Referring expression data

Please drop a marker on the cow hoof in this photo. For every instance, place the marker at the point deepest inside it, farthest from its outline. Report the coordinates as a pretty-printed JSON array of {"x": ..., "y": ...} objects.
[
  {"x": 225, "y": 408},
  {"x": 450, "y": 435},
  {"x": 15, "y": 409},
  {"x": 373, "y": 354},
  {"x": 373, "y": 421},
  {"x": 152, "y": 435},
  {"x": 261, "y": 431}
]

--- AIM OF THE TASK ---
Write out all of the entries above, exactly and in full.

--- SOLUTION FOR THIS TASK ---
Please drop a marker on the cow hoof in this photo. For every instance, place the marker at the point deepest inside it, farthest from its outline. Report the coordinates as a pretty-printed JSON array of {"x": ..., "y": ...} objects.
[
  {"x": 225, "y": 408},
  {"x": 450, "y": 435},
  {"x": 15, "y": 409},
  {"x": 373, "y": 354},
  {"x": 373, "y": 421},
  {"x": 152, "y": 435},
  {"x": 261, "y": 431}
]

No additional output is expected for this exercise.